** MATERIAL PROVIDED follows **

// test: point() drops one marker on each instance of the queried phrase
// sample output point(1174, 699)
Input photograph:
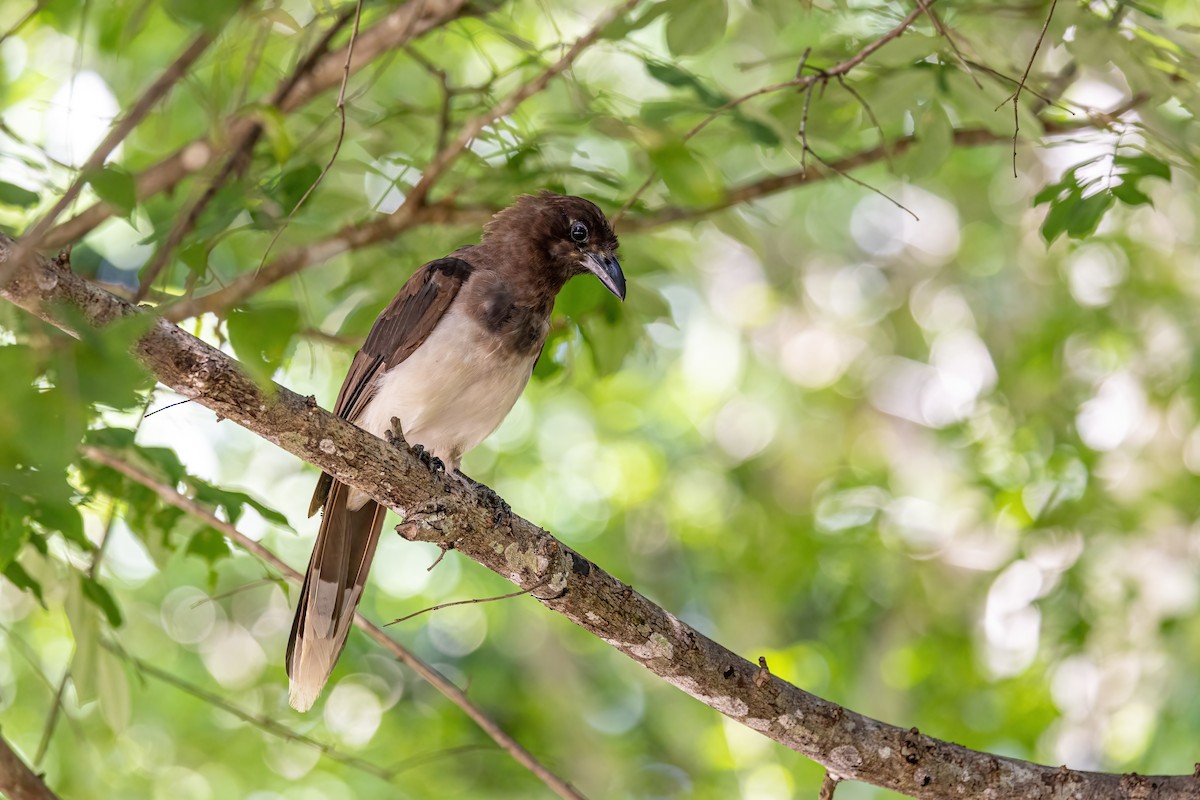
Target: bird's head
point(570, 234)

** End of MATERIAL PROVIDED **
** MATERIAL PROVIDED follows **

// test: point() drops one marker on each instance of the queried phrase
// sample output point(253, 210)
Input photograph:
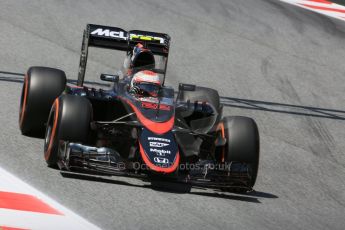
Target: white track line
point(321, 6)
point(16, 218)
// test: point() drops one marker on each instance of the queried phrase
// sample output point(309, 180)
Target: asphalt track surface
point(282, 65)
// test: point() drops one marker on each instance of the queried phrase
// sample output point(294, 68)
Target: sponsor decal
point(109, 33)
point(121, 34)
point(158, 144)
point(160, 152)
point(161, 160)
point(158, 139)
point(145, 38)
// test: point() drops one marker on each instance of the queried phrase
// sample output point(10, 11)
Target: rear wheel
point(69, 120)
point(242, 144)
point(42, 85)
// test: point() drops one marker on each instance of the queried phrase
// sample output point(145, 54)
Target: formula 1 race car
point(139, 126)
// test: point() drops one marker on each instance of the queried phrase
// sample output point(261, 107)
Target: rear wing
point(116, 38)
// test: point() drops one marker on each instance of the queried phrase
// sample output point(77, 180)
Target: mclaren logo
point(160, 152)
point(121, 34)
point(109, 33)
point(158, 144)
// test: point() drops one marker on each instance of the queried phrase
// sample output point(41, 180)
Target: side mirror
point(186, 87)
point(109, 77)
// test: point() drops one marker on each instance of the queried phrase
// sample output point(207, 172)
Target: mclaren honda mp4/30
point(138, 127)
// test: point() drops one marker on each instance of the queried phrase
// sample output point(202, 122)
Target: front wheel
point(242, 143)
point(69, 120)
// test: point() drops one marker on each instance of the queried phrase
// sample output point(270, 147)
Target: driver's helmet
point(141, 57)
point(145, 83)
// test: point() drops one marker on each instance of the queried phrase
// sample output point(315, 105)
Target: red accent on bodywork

** End of MATERIAL PROVIDED **

THE TASK:
The response should be the listing above, limited to the lines between the one holding "Target: side mirror" and the one holding "output point(315, 105)", inclusive, reproduced exactly.

RESULT OF THE TASK:
Target: side mirror
point(186, 87)
point(109, 77)
// test: point() drops one marker on each instance of the queried phrase
// sample output point(207, 172)
Target: mclaren honda mp4/30
point(138, 127)
// test: point() drops one marker on each instance of the queried phrase
// sample output point(202, 122)
Target: front wheel
point(242, 143)
point(69, 120)
// test: point() drops one marker on each instance of the queried phrase
// sample output point(270, 147)
Target: driver's helmet
point(141, 57)
point(145, 83)
// test: point() drops one marker on each instance of the queried phrase
// sample output point(315, 105)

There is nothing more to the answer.